Requirement 1:
Gather every line in the records below that contains the word "Where".

Supplied text:
---

Pate v. Plymouth Mfg. Co.
Decision Date | 08 November 1941 |
Docket Number | 15316. |
Citation | 17 S.E.2d 146,198 S.C. 159 |
Parties | PATE v. PLYMOUTH MFG. CO. et al. |
Court | South Carolina Supreme Court |
Norbert A. Theodore, of Columbia, and J. E. Dudley, of Bennettsville for appellant.
Stevenson & Lindsay of Bennettsville, for respondents.
Eugene Pate, the appellant above named, was a regular employee of Plymouth Manufacturing Company at its mill plant at McColl, in Marlboro County, as a doffer. He was injured on July 29, 1940, in an automobile collision a number of miles from the mill property, while returning from a baseball game, in which presumably he had participated, and claimed compensation for such injury under the Workmen's Compensation Act, alleging that it was "the result of an accident arising out of and in the course of his employment with the Plymouth Manufacturing Company," American Mutual Liability Insurance Company being its insurance carrier.

---

Data rows:
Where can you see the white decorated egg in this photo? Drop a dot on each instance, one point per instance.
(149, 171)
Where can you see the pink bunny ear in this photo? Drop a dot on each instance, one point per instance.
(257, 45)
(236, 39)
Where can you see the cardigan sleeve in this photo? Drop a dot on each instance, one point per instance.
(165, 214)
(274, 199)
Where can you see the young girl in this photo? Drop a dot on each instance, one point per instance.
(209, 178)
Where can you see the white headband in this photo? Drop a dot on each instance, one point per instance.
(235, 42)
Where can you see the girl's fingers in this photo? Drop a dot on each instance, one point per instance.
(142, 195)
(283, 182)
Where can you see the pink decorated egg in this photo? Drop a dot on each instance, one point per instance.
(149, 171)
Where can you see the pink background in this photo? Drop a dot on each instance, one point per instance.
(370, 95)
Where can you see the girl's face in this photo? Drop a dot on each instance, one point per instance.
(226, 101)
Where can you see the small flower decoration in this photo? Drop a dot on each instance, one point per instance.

---

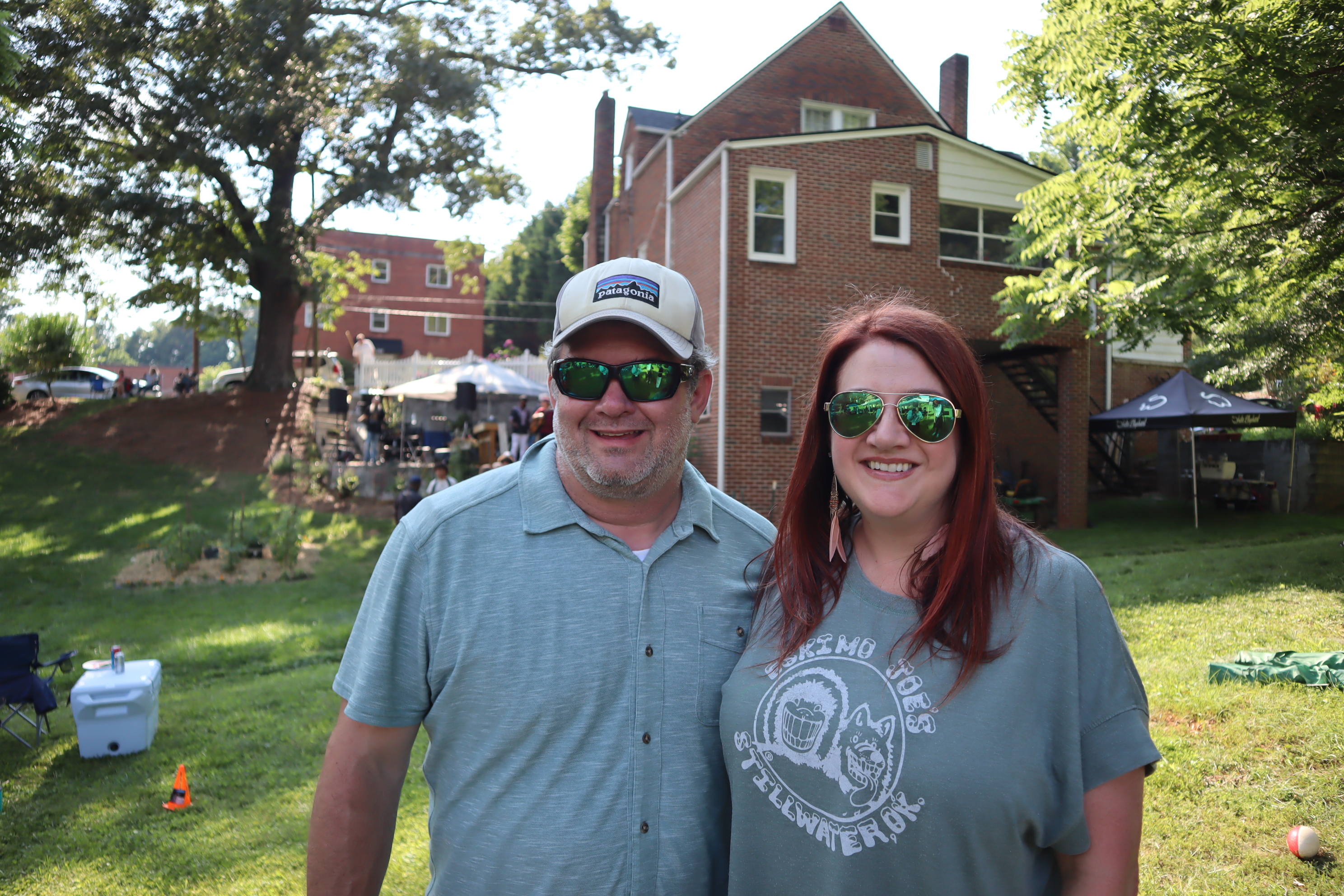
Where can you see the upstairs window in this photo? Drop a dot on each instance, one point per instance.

---

Requirement 2:
Reproduce the passage of the court decision above between "Stevenson & Lindsay" and "its insurance carrier.", inclusive, substituting "football game" for "baseball game".

Full response 1:
Where can you see the white decorated egg in this photo? Drop a dot on each instance, one point per instance.
Where can you see the pink bunny ear in this photo? Drop a dot on each instance, one point per instance.
Where can you see the cardigan sleeve in this photo? Drop a dot on each instance, one point per instance.
Where can you see the young girl in this photo? Drop a dot on each instance, one point per instance.
Where can you see the white headband in this photo? Drop a dot on each instance, one point per instance.
Where can you see the girl's fingers in this photo? Drop a dot on each instance, one point per instance.
Where can you see the pink decorated egg in this photo? Drop a dot on each instance, one point per instance.
Where can you see the pink background in this photo? Drop a dot on each instance, one point per instance.
Where can you see the girl's face in this photo? Drop a dot on each instance, one point per instance.
Where can you see the small flower decoration in this photo? Drop a dot on each instance, one point per instance.
Where can you see the upstairs window in this photo? Drop a dot on each instance, one point per instance.

Full response 2:
Stevenson & Lindsay of Bennettsville, for respondents.
Eugene Pate, the appellant above named, was a regular employee of Plymouth Manufacturing Company at its mill plant at McColl, in Marlboro County, as a doffer. He was injured on July 29, 1940, in an automobile collision a number of miles from the mill property, while returning from a football game, in which presumably he had participated, and claimed compensation for such injury under the Workmen's Compensation Act, alleging that it was "the result of an accident arising out of and in the course of his employment with the Plymouth Manufacturing Company," American Mutual Liability Insurance Company being its insurance carrier.